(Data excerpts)
┄┄┄┄┄┄
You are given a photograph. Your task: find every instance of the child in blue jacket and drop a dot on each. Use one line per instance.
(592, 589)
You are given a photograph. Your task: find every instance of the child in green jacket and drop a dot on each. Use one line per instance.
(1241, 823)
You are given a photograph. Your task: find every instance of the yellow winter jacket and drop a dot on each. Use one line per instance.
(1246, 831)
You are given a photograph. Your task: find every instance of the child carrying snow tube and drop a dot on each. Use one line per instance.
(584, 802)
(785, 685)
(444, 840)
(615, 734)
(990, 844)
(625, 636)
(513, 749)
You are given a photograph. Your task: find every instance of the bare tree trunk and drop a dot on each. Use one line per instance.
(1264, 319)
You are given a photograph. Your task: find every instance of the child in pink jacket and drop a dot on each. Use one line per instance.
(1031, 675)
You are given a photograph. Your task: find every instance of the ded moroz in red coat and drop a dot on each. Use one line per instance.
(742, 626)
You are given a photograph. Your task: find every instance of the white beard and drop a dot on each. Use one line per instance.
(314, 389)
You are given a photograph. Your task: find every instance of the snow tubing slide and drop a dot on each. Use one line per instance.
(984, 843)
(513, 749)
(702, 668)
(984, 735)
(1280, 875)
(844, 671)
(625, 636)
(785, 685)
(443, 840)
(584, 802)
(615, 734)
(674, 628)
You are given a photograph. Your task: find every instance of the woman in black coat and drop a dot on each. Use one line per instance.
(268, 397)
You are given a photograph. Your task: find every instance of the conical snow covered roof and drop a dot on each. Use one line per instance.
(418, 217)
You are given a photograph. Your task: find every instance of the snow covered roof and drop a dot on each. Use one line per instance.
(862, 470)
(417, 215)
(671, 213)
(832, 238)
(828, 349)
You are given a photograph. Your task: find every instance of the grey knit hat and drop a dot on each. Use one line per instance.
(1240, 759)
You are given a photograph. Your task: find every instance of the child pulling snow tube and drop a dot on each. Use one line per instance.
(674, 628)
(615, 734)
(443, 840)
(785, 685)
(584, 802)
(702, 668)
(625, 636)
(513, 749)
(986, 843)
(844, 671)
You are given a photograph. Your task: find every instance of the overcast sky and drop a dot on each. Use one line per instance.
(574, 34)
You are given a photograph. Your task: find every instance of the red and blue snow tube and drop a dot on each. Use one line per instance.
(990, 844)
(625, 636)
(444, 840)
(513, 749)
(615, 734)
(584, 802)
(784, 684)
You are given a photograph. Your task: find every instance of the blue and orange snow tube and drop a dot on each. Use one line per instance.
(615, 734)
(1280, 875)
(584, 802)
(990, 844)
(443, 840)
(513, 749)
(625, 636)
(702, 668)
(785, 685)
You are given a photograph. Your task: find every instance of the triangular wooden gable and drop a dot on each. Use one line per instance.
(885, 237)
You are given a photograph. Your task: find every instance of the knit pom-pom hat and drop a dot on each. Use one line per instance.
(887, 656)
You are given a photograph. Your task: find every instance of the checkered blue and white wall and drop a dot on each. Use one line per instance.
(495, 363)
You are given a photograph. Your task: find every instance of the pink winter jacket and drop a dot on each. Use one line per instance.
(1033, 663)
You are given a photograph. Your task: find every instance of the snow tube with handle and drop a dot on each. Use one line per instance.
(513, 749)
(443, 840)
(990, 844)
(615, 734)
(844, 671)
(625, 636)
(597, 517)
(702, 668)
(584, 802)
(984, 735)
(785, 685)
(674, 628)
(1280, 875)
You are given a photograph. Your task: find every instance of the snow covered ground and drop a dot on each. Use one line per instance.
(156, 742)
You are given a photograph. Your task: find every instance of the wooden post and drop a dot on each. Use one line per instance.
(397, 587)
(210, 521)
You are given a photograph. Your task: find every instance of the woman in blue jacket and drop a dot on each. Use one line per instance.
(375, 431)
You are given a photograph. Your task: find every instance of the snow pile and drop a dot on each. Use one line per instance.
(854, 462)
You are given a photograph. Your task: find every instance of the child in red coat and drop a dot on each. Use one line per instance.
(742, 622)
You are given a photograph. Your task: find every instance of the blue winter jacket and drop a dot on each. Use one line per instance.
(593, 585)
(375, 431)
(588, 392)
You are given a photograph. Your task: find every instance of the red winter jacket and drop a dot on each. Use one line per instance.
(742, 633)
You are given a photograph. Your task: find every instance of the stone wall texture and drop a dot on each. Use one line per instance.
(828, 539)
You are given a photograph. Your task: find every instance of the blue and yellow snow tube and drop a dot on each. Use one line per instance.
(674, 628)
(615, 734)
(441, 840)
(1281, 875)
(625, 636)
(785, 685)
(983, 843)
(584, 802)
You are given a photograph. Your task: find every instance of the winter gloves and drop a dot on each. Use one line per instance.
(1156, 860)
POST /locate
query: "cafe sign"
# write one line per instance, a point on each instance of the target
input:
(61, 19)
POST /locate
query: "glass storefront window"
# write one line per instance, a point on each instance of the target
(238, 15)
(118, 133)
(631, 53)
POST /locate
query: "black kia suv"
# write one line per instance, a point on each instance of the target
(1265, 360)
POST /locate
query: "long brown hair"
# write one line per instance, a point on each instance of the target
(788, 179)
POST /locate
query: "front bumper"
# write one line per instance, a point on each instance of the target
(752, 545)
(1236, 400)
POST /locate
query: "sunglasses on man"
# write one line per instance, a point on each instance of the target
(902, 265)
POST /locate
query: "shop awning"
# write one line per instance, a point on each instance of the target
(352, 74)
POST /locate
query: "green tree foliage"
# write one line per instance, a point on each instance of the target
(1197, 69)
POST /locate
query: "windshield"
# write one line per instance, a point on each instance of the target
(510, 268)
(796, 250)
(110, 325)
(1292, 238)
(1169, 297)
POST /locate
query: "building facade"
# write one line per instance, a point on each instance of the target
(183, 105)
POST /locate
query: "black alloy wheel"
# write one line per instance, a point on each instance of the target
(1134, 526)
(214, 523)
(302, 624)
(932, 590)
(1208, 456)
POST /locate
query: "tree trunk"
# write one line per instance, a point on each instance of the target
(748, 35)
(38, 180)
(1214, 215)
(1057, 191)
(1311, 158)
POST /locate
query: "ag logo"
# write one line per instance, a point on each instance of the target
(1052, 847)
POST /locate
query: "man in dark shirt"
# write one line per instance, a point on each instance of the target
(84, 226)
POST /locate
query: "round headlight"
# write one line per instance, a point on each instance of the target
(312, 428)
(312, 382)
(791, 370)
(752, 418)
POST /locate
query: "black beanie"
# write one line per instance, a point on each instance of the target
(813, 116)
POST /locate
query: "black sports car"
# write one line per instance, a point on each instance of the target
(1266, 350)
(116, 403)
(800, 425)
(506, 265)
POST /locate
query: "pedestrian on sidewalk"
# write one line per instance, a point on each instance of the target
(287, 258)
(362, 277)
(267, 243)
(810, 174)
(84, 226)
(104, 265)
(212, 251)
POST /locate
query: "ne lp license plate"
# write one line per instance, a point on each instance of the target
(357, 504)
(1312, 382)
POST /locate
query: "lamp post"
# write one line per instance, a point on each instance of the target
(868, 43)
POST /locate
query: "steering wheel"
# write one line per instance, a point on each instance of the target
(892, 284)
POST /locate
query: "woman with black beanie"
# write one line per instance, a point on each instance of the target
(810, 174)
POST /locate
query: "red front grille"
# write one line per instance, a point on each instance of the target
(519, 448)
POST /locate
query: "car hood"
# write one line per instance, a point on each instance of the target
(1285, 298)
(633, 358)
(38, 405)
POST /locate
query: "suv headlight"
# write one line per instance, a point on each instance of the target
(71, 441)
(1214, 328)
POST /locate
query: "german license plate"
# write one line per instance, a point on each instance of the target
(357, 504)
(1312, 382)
┄┄┄┄┄┄
What is needed is the number of lines in the data that hold the word "wheel", and nothing more.

> [Answer box] 2